__Суть задания__. Прибавьте 106 к каждой координате точек в ответах и заново приведите все записи от строки, содержащей «the butterfly left», до конца записей, включая обе границы и сохранив запросы.

__Исходные данные__.
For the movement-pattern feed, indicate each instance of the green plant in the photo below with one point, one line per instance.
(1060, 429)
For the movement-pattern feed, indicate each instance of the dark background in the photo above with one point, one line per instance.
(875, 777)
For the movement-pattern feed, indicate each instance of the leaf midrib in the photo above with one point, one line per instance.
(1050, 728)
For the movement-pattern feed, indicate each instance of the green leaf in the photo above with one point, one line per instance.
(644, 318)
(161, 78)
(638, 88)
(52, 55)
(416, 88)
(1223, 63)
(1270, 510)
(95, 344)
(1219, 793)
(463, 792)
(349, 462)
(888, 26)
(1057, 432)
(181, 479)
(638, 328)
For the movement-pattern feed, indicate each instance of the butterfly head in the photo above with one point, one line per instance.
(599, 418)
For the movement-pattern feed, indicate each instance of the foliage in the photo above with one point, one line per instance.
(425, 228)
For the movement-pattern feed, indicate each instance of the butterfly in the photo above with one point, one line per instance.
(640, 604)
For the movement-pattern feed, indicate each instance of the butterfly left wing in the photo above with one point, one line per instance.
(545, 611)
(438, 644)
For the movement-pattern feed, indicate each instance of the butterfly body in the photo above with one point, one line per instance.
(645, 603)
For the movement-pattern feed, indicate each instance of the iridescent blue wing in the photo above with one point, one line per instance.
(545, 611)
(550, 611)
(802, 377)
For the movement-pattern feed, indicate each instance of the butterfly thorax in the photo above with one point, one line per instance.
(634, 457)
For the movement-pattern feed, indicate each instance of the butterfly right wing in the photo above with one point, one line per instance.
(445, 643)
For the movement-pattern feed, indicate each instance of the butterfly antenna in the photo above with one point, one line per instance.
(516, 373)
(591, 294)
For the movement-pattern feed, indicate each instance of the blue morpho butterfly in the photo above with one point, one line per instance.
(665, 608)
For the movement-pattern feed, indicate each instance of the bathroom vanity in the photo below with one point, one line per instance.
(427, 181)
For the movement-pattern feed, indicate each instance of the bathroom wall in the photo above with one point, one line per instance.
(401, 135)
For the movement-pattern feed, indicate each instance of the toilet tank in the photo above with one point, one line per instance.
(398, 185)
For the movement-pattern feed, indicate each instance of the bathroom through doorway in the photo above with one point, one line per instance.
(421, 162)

__Решение задачи__.
For the movement-pattern feed, indicate each instance of the butterfly left wing in the photo above with one point, one line per instance.
(651, 717)
(544, 750)
For the movement-pattern feed, indicate each instance of the butterfly body in the photo above with one point, one line per instance.
(751, 709)
For the movement-pattern feed, indicate each instance of the iridescent blue wing in the photo above with one point, one line per instance.
(651, 717)
(656, 717)
(908, 483)
For the movement-pattern feed, indicate each instance of the butterfly thorax in the photo above with one point, one line per instance.
(740, 563)
For the movement-pattern feed, indicate each instance of the butterfly right wing in the photo above with one point, one line per instance.
(551, 749)
For the movement-pattern feed, indicate each instance of the butterfly antenna in the photo above with one point, one line per instance.
(622, 479)
(697, 400)
For the movement-pattern feed, indicate each instance of the blue morpho butterfly in the photo above with one point, one line per instance.
(771, 714)
For the movement-pattern feed, indicate each instance of the bathroom vanity in the photo below with one point, one line per instance.
(533, 287)
For the movement-pattern feed, indicate each instance of the bathroom wall in the photo above with one point, one line per instance.
(507, 241)
For the movement-pattern feed, indicate each instance of the toilet tank in the photo above with one point, one line per instance.
(504, 291)
For the movement-pattern feed, indicate each instance of the bathroom through doorway in the photo above with one point, one line per instance.
(527, 268)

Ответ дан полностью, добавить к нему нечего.